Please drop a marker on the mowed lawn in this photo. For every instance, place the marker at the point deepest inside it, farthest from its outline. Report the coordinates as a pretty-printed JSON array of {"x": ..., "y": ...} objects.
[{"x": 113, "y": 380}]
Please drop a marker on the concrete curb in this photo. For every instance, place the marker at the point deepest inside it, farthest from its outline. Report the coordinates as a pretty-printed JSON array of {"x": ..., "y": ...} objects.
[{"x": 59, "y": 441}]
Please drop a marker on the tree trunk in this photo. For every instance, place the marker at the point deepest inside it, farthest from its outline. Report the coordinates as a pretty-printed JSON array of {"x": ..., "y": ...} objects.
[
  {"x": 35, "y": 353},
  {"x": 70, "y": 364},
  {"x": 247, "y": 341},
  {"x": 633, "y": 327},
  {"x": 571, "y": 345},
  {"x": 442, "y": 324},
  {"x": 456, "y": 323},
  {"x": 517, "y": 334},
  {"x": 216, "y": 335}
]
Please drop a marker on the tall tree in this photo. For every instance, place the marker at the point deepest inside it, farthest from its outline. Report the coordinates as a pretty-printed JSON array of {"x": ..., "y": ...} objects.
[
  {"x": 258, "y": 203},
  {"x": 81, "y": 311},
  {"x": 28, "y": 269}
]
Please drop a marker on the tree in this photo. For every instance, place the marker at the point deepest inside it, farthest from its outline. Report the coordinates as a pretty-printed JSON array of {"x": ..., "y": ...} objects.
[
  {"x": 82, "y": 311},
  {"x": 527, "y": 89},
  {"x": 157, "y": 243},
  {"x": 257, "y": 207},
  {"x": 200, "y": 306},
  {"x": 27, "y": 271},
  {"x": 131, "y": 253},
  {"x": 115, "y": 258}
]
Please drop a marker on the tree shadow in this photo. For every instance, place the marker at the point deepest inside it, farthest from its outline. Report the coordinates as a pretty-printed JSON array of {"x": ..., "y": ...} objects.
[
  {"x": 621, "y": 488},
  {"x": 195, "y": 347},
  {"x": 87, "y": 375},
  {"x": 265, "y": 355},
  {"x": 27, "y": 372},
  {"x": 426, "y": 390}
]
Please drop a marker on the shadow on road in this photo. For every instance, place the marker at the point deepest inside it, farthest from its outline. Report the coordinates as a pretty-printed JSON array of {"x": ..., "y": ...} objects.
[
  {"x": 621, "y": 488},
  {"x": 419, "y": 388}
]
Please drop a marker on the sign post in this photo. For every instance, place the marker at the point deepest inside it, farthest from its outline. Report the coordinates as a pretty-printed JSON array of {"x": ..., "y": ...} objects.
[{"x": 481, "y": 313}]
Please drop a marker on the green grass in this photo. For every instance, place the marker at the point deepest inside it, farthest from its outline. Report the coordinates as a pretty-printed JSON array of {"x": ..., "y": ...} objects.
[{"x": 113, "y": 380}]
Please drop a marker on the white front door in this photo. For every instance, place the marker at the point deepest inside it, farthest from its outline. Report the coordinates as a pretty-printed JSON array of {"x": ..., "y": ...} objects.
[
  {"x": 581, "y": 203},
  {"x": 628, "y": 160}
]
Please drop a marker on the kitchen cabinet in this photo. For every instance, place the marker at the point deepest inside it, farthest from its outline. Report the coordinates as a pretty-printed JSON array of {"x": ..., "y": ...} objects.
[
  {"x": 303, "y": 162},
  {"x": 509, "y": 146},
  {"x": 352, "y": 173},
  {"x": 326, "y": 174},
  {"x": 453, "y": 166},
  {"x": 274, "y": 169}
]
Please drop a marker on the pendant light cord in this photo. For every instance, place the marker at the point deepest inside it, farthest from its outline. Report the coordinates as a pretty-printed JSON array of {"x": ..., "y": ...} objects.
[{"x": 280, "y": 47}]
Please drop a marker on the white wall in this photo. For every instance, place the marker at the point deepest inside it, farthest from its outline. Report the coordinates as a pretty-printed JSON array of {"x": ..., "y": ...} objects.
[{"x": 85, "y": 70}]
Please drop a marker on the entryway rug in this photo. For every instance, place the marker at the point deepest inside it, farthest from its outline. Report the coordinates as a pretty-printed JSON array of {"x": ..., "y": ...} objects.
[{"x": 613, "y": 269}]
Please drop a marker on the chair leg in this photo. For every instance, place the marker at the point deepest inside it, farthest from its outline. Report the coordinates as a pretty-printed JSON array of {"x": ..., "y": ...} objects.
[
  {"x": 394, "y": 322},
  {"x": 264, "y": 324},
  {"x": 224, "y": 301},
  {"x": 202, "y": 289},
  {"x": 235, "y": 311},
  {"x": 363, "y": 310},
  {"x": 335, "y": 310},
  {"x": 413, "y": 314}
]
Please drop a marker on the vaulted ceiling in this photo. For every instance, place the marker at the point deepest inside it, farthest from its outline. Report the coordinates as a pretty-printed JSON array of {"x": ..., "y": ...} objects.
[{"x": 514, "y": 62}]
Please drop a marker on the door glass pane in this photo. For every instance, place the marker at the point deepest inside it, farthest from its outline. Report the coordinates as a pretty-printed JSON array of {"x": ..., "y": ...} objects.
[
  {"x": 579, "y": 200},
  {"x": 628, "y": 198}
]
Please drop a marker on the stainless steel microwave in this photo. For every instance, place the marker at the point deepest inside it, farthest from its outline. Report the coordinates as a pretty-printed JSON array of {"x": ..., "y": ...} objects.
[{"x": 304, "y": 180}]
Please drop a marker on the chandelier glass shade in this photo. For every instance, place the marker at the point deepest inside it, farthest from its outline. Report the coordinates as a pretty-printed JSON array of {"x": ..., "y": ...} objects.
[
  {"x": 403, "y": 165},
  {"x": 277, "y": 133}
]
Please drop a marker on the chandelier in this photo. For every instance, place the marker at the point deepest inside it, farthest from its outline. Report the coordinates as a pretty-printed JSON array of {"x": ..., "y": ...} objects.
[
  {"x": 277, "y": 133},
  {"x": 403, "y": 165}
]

(Work required):
Having read the material, return all of it word for word.

(Completed exercise):
Please drop a marker on the mowed lawn in this photo. For every instance, place the marker at the point deepest inside it, farthest from its outline. Report the coordinates as a pretty-printed JSON array of {"x": ..., "y": ...} objects.
[{"x": 113, "y": 380}]
Please drop a marker on the concrete curb in this photo. For every instance, place the marker at the point deepest inside it, farthest from its outline. Report the coordinates as a pretty-printed JSON array of {"x": ..., "y": ...} objects.
[{"x": 59, "y": 441}]
Please drop a marker on the tree trunk in this photo. For every instance, place the marker at the point deepest inside it, farthest from its outline. Report the coordinates as a pretty-printed JSON array of {"x": ..., "y": ...} objects.
[
  {"x": 35, "y": 353},
  {"x": 70, "y": 364},
  {"x": 247, "y": 341},
  {"x": 633, "y": 327},
  {"x": 571, "y": 345},
  {"x": 442, "y": 324},
  {"x": 456, "y": 323},
  {"x": 517, "y": 334},
  {"x": 216, "y": 335}
]
Please drop a marker on the tall tree in this photo. For every instance, place the marker at the point deepest inside it, farthest from its outline. Report the coordinates as a pretty-printed JSON array of {"x": ..., "y": ...} objects.
[
  {"x": 258, "y": 203},
  {"x": 81, "y": 311},
  {"x": 28, "y": 269}
]
Please drop a marker on the tree in this photo. For every instance, place the marker at the point deepest inside it, farthest from its outline. Report the coordinates as a pretty-printed JSON array of {"x": ..., "y": ...} objects.
[
  {"x": 82, "y": 311},
  {"x": 527, "y": 89},
  {"x": 157, "y": 243},
  {"x": 257, "y": 207},
  {"x": 200, "y": 306},
  {"x": 27, "y": 271},
  {"x": 131, "y": 253},
  {"x": 115, "y": 258}
]
Please drop a marker on the tree shadow in this photo. For every instance, place the marker at the point deepest inside it, farthest from its outline. Report the coordinates as a pretty-printed JSON array of {"x": ..., "y": ...} objects.
[
  {"x": 621, "y": 488},
  {"x": 195, "y": 347},
  {"x": 87, "y": 375},
  {"x": 265, "y": 355},
  {"x": 27, "y": 372},
  {"x": 426, "y": 390}
]
Please drop a marker on the shadow on road in this photo. For every instance, place the marker at the point deepest inside it, farthest from its outline. Report the coordinates as a pretty-printed JSON array of {"x": ..., "y": ...} objects.
[
  {"x": 621, "y": 488},
  {"x": 419, "y": 388}
]
Please drop a marker on the sign post in this photo. For every instance, place the marker at the point deepest inside it, farthest from its outline. Report the coordinates as a pretty-printed JSON array of {"x": ..., "y": ...} objects.
[{"x": 481, "y": 313}]
Please drop a marker on the green grass in this photo. For every instance, place the marker at the point deepest inside it, farthest from its outline. Report the coordinates as a pretty-printed JSON array of {"x": ..., "y": ...} objects.
[{"x": 113, "y": 380}]
Please drop a marker on the white front door in this photo. For every instance, place the marker at the point deepest inside it, farthest from its outline. Report the coordinates as a pretty-printed JSON array of {"x": ..., "y": ...} objects.
[
  {"x": 581, "y": 203},
  {"x": 628, "y": 160}
]
Please drop a marker on the kitchen cabinet in this photo. For every instance, place the marker at the point deepest inside it, farthest from its outline. Report the coordinates as a pretty-printed JSON array of {"x": ..., "y": ...} objects.
[
  {"x": 303, "y": 162},
  {"x": 509, "y": 146},
  {"x": 352, "y": 173},
  {"x": 326, "y": 174},
  {"x": 453, "y": 166},
  {"x": 274, "y": 169}
]
Please drop a marker on the pendant light cord in this photo. For every instance, place the marker at the point deepest inside it, farthest from its outline. Report the coordinates as a pretty-printed JSON array of {"x": ..., "y": ...} objects.
[{"x": 280, "y": 47}]
Please drop a marker on the white wall in this photo. For every instance, place the marker at the point deepest inside it, farthest from its outline. Report the coordinates as a pretty-printed JSON array of {"x": ..., "y": ...} objects.
[{"x": 85, "y": 70}]
Please drop a marker on the entryway rug in this photo. For every instance, place the marker at the point deepest inside it, farthest from its outline. Report the coordinates as a pretty-printed JSON array of {"x": ..., "y": ...} objects.
[{"x": 613, "y": 269}]
Please drop a marker on the chair leg in this photo. For every instance, place the marker at the point deepest inside it, farthest from its outline. Report the coordinates as a pretty-printed JSON array of {"x": ..., "y": ...} objects.
[
  {"x": 394, "y": 322},
  {"x": 264, "y": 324},
  {"x": 224, "y": 301},
  {"x": 202, "y": 289},
  {"x": 235, "y": 311},
  {"x": 363, "y": 310},
  {"x": 335, "y": 310},
  {"x": 413, "y": 314}
]
Please drop a marker on the vaulted ceiling in this photo. For every instance, place the marker at the point deepest inside it, farthest from its outline. Report the coordinates as a pretty-printed JSON array of {"x": ..., "y": ...} objects.
[{"x": 514, "y": 62}]
Please drop a marker on the door glass pane in this photo. For every instance, place the marker at the point deepest inside it, farthest from its outline. Report the coordinates as a pretty-printed JSON array of {"x": ..., "y": ...} objects.
[
  {"x": 579, "y": 200},
  {"x": 628, "y": 198}
]
Please drop a marker on the stainless steel microwave in this photo. For every instance, place the marker at the point deepest inside it, farthest from its outline. Report the coordinates as a pretty-printed JSON array of {"x": ..., "y": ...} objects.
[{"x": 304, "y": 180}]
Please drop a marker on the chandelier glass shade in this photo. For every instance, place the marker at the point deepest inside it, farthest from its outline. Report the coordinates as a pretty-printed JSON array of {"x": ..., "y": ...} objects.
[
  {"x": 403, "y": 165},
  {"x": 277, "y": 133}
]
Please drop a marker on the chandelier in this photo. For every instance, place the marker at the point deepest inside it, farthest from its outline. Report the coordinates as a pretty-printed JSON array of {"x": ..., "y": ...} objects.
[
  {"x": 277, "y": 133},
  {"x": 403, "y": 165}
]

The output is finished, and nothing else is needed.